*Problem to work on*
Each entry below is to be transcribed exactly.
** begin Dataset excerpts **
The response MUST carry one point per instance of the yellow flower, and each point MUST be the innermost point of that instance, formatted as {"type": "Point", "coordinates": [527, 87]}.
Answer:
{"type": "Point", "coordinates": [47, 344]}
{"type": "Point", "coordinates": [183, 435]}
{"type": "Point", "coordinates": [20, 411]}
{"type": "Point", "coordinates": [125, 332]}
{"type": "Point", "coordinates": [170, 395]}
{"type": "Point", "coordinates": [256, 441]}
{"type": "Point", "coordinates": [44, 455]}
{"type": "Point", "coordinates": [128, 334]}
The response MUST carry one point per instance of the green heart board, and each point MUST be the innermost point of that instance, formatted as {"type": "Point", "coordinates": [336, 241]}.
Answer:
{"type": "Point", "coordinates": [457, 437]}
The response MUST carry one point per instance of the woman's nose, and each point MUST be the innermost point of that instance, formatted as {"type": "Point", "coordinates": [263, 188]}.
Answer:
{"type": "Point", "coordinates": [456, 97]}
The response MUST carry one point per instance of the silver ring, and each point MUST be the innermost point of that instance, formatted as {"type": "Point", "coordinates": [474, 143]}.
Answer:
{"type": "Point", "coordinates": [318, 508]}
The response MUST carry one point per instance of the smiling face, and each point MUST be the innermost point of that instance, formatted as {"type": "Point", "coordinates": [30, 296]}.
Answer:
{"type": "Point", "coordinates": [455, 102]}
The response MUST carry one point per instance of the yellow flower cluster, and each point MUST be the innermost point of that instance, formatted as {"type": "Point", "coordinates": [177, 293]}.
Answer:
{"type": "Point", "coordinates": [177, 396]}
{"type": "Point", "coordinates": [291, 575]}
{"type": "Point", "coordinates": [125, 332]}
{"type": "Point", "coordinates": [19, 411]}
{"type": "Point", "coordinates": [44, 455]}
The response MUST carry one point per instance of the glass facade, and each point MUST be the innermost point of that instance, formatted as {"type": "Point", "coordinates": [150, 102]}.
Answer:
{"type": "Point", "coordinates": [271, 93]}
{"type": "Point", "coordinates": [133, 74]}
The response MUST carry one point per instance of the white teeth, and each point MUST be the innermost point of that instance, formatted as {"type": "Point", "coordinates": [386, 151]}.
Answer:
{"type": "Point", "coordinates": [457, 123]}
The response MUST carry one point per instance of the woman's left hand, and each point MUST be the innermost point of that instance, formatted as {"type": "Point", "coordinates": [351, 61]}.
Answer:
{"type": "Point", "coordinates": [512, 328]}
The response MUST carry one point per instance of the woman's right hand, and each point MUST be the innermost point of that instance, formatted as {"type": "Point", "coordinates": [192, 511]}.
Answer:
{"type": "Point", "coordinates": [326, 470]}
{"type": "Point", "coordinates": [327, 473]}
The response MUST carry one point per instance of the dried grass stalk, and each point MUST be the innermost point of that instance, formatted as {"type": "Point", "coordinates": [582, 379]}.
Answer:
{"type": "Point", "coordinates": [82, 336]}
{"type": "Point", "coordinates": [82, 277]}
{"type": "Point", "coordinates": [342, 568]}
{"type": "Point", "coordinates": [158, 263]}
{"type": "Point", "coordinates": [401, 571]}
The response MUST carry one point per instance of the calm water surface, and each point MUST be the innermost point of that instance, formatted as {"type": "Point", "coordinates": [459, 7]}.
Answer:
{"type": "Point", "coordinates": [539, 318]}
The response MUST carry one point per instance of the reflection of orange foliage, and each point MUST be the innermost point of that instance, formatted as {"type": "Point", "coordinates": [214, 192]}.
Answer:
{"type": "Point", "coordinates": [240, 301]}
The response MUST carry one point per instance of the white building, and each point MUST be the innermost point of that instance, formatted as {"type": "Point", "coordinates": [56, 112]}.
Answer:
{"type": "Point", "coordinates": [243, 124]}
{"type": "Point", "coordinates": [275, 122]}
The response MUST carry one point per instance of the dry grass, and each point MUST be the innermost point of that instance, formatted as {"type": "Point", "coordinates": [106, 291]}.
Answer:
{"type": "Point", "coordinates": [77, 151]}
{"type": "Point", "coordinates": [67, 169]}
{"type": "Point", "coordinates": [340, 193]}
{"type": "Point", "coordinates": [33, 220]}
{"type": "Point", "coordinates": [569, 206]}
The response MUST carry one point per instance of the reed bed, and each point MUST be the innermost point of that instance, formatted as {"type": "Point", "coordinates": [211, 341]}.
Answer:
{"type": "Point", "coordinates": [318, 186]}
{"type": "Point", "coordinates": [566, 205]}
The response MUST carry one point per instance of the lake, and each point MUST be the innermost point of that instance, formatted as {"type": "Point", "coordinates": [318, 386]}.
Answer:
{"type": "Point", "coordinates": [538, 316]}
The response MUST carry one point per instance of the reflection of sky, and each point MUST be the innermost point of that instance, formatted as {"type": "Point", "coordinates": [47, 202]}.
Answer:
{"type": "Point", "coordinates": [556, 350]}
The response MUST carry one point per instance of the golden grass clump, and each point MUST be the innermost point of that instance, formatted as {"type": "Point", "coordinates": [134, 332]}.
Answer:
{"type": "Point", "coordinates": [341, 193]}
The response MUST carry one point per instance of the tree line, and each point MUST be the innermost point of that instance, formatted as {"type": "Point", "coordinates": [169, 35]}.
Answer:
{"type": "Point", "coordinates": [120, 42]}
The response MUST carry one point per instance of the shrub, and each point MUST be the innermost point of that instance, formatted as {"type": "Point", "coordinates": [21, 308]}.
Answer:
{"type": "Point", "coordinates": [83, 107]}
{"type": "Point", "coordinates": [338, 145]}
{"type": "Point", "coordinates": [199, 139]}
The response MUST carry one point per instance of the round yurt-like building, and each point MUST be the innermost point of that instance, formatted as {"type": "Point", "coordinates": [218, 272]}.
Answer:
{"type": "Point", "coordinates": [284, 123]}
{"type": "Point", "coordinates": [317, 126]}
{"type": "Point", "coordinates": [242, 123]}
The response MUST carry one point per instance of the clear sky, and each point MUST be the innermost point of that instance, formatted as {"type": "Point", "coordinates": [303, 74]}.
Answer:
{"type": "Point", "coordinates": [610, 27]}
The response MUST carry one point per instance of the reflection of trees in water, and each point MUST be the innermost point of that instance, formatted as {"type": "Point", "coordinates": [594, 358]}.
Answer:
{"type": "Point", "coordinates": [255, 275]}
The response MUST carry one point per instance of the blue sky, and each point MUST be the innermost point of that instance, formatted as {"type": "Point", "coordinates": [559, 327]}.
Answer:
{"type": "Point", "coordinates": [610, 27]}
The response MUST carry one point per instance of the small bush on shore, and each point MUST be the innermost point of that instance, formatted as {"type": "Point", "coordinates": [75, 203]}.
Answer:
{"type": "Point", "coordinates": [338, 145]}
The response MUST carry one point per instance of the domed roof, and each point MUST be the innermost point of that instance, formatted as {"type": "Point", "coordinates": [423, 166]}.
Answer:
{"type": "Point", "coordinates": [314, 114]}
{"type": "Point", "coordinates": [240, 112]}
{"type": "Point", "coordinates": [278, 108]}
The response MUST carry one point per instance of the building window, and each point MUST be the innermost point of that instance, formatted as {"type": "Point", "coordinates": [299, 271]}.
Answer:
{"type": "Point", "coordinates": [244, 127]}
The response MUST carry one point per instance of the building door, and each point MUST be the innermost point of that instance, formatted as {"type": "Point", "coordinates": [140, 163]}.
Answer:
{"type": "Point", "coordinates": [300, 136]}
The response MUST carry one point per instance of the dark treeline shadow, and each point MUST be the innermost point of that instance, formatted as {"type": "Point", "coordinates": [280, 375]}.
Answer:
** end Dataset excerpts **
*In response*
The response MUST carry one point per instance of the yellow flower, and each point MUST be the innermost point of that instance, formatted as {"type": "Point", "coordinates": [527, 87]}.
Answer:
{"type": "Point", "coordinates": [47, 344]}
{"type": "Point", "coordinates": [183, 435]}
{"type": "Point", "coordinates": [20, 411]}
{"type": "Point", "coordinates": [125, 332]}
{"type": "Point", "coordinates": [170, 395]}
{"type": "Point", "coordinates": [256, 441]}
{"type": "Point", "coordinates": [44, 455]}
{"type": "Point", "coordinates": [128, 334]}
The response MUST carry one point per instance of the green heart board, and each point MUST be the innermost point of that instance, formatted as {"type": "Point", "coordinates": [336, 241]}.
Answer:
{"type": "Point", "coordinates": [457, 437]}
The response MUST carry one point per instance of the woman's nose, and each point MUST be the innermost point of that instance, formatted as {"type": "Point", "coordinates": [263, 188]}.
Answer:
{"type": "Point", "coordinates": [456, 97]}
The response MUST carry one point per instance of the silver ring, and each point MUST be the innermost point of that instance, formatted as {"type": "Point", "coordinates": [474, 143]}.
Answer:
{"type": "Point", "coordinates": [318, 508]}
The response MUST carry one point per instance of the smiling face, and each point MUST be the innermost point of that instance, formatted as {"type": "Point", "coordinates": [30, 296]}.
Answer:
{"type": "Point", "coordinates": [455, 102]}
The response MUST carry one point per instance of the yellow flower cluster, and each point MUST be the innermost point of that instance, formatted as {"type": "Point", "coordinates": [177, 293]}.
Answer:
{"type": "Point", "coordinates": [177, 396]}
{"type": "Point", "coordinates": [291, 575]}
{"type": "Point", "coordinates": [125, 332]}
{"type": "Point", "coordinates": [19, 411]}
{"type": "Point", "coordinates": [44, 455]}
The response MUST carry one point per instance of the glass facade, and each point MUST be the innermost point of that instance, formatted as {"type": "Point", "coordinates": [150, 102]}.
Answer:
{"type": "Point", "coordinates": [271, 93]}
{"type": "Point", "coordinates": [133, 74]}
The response MUST carry one point per instance of the white teeth, and each point MUST be the innermost point of that instance, formatted as {"type": "Point", "coordinates": [386, 151]}.
Answer:
{"type": "Point", "coordinates": [457, 123]}
The response MUST carry one point per instance of the woman's left hand, and each point MUST be the innermost point of that instance, formatted as {"type": "Point", "coordinates": [351, 61]}.
Answer:
{"type": "Point", "coordinates": [512, 328]}
The response MUST carry one point per instance of the woman's right hand, and each point MUST be the innermost point of that instance, formatted as {"type": "Point", "coordinates": [192, 511]}.
Answer:
{"type": "Point", "coordinates": [326, 470]}
{"type": "Point", "coordinates": [327, 473]}
The response MUST carry one point per instance of the dried grass stalk, and each point MUST be the innermost point of that instance, formatted as {"type": "Point", "coordinates": [582, 379]}.
Answer:
{"type": "Point", "coordinates": [82, 336]}
{"type": "Point", "coordinates": [82, 277]}
{"type": "Point", "coordinates": [342, 568]}
{"type": "Point", "coordinates": [158, 263]}
{"type": "Point", "coordinates": [401, 571]}
The response MUST carry one point per instance of the calm water surface, and each point MUST be the innermost point of that instance, formatted as {"type": "Point", "coordinates": [459, 7]}.
Answer:
{"type": "Point", "coordinates": [539, 318]}
The response MUST carry one point per instance of the reflection of orange foliage, and each point MUST be the innermost point of that instance, formatted as {"type": "Point", "coordinates": [214, 192]}.
Answer:
{"type": "Point", "coordinates": [240, 301]}
The response MUST carry one point per instance of the white building, and each point MUST be the innermost point of that instance, formatted as {"type": "Point", "coordinates": [56, 112]}.
Answer:
{"type": "Point", "coordinates": [243, 124]}
{"type": "Point", "coordinates": [275, 122]}
The response MUST carry one point per instance of the dry grass, and each point MUST be the innermost point of that instance, formatted as {"type": "Point", "coordinates": [106, 291]}.
Answer:
{"type": "Point", "coordinates": [77, 151]}
{"type": "Point", "coordinates": [67, 169]}
{"type": "Point", "coordinates": [340, 193]}
{"type": "Point", "coordinates": [33, 220]}
{"type": "Point", "coordinates": [569, 206]}
The response MUST carry one point per instance of the reed bed, and each point MUST be the innermost point of that instance, formatted as {"type": "Point", "coordinates": [211, 341]}.
Answer:
{"type": "Point", "coordinates": [318, 186]}
{"type": "Point", "coordinates": [566, 205]}
The response MUST carry one point per instance of the lake, and each point MUST be the innermost point of that instance, formatted as {"type": "Point", "coordinates": [318, 386]}.
Answer:
{"type": "Point", "coordinates": [538, 316]}
The response MUST carry one point per instance of the reflection of sky, and each point MUST be the innermost point of that instance, formatted as {"type": "Point", "coordinates": [47, 202]}.
Answer:
{"type": "Point", "coordinates": [556, 350]}
The response MUST carry one point per instance of the golden grass clump, and each point MUST be the innermost point of that instance, formatted as {"type": "Point", "coordinates": [134, 332]}.
Answer:
{"type": "Point", "coordinates": [341, 193]}
The response MUST carry one point per instance of the tree line, and each point MUST be the innermost point of that instance, formatted as {"type": "Point", "coordinates": [169, 35]}.
Answer:
{"type": "Point", "coordinates": [120, 42]}
The response MUST carry one point per instance of the shrub, and each point MUST be the innermost point of that instance, formatted as {"type": "Point", "coordinates": [21, 308]}.
Answer:
{"type": "Point", "coordinates": [83, 107]}
{"type": "Point", "coordinates": [338, 145]}
{"type": "Point", "coordinates": [199, 139]}
The response MUST carry one point per instance of the round yurt-like building, and each point MUST be the innermost point of that instance, formatted as {"type": "Point", "coordinates": [218, 272]}.
Answer:
{"type": "Point", "coordinates": [284, 123]}
{"type": "Point", "coordinates": [317, 126]}
{"type": "Point", "coordinates": [242, 123]}
The response MUST carry one point per instance of the clear sky, and each point MUST be the innermost point of that instance, formatted as {"type": "Point", "coordinates": [303, 74]}.
Answer:
{"type": "Point", "coordinates": [610, 27]}
The response MUST carry one point per instance of the reflection of trees in water, and each point MUST be the innermost point of that instance, formatted as {"type": "Point", "coordinates": [594, 358]}.
Answer:
{"type": "Point", "coordinates": [255, 275]}
The response MUST carry one point per instance of the blue sky, and each point MUST be the innermost point of that instance, formatted as {"type": "Point", "coordinates": [559, 327]}.
Answer:
{"type": "Point", "coordinates": [610, 27]}
The response MUST carry one point per instance of the small bush on shore, and each point MUST be the innermost point of that instance, formatted as {"type": "Point", "coordinates": [75, 203]}.
Answer:
{"type": "Point", "coordinates": [338, 145]}
The response MUST carry one point per instance of the domed roof, and each point MUST be the innermost point of that instance, formatted as {"type": "Point", "coordinates": [423, 166]}.
Answer:
{"type": "Point", "coordinates": [314, 114]}
{"type": "Point", "coordinates": [240, 112]}
{"type": "Point", "coordinates": [278, 108]}
The response MUST carry one point per instance of the building window, and each point MUST be the innermost point of that instance, formatted as {"type": "Point", "coordinates": [299, 271]}.
Answer:
{"type": "Point", "coordinates": [244, 127]}
The response MUST carry one point per instance of the building door, and each point MUST be the innermost point of that instance, formatted as {"type": "Point", "coordinates": [140, 163]}.
Answer:
{"type": "Point", "coordinates": [300, 136]}
The response MUST carry one point per instance of the dark treeline shadow, and each point MUST be the innermost point of that instance, formatted as {"type": "Point", "coordinates": [280, 375]}.
Answer:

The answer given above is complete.